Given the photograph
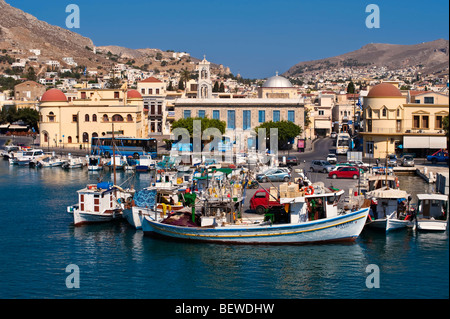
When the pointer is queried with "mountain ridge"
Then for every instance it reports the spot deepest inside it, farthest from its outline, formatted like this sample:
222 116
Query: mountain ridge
432 56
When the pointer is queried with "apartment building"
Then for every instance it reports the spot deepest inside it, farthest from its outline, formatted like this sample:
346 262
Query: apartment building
91 114
392 125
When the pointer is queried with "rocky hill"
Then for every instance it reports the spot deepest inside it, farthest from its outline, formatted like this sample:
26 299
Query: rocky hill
431 57
21 32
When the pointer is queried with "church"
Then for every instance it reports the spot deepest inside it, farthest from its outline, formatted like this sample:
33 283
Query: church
277 101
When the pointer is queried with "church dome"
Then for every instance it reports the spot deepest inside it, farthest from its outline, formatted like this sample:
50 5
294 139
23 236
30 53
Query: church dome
277 82
54 95
384 90
133 94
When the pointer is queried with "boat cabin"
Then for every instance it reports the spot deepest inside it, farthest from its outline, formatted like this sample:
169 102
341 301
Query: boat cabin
322 203
433 206
380 181
97 198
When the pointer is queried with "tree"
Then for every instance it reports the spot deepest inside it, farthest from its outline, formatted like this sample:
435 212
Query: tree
287 131
114 83
445 127
216 87
351 87
31 75
180 85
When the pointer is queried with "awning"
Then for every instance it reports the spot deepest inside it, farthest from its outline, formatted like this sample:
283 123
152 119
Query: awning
432 142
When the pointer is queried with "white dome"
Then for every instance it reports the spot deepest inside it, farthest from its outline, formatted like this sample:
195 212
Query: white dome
277 82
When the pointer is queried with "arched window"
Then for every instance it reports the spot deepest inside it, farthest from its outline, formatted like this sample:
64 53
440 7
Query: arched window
+ + + +
WORK ORDER: From the first line to the last, set down the records exactly, leaving out images.

ANSWER:
Given the photograph
When the pointer is queried with "mountain ridge"
Then for every instance it reports the spot deepest inside it, farthest from its outline, formatted like this sample:
222 116
Query: mountain ridge
432 56
When the pointer is queried with "apartment building"
Then for every instance it reports the spot deepest inside it, farthest from its outline, formatted like this sample:
346 262
Query: apartment building
91 114
392 125
When the pointer is queried with "rocky hill"
Then for every instance it reports the spot deepest inside it, farthest from its outline, formatted like this sample:
26 299
Query: rocky hill
431 57
21 32
When the pointer is queried with "church"
Then for every instance it reports the spot deepest inside it, farthest from its outline, formatted like this sample:
33 283
Query: church
277 101
When the pointer is queried with "church dome"
Then for every instance it reports the spot deepest inside it, farthest from its outline, formatted like this sample:
50 5
294 139
23 236
30 53
Query: church dome
277 82
54 95
384 90
133 94
When the pointer is queried with "boat cabin"
Then for every instance it reports the spot deepest inside it, farthest from its outline, formatted like this sample:
169 102
341 301
Query: boat cabin
322 203
433 206
380 181
97 198
When the pointer is queried with "tree"
Then for every instance it reports the spot deepest inside it, farthest from its outline, formatted like this sample:
435 212
Query: tree
287 131
114 83
445 127
216 87
351 87
31 75
180 85
When the pointer is queried with "awning"
Then for every instance it reports the spot deepest inside it, farthest from its outline, formatted like this sample:
283 123
152 119
Query: awning
432 142
When the pointer is queried with "white dome"
Then for every instance it reports the spot deepest inside it, farthest from its outline, formatted like this sample:
195 212
Query: white dome
277 82
When the pointer is queried with "arched window"
Then for every instance it reports the spot deepest inside it, farthest from its outline, formatted like this sample:
64 53
440 7
Query: arched window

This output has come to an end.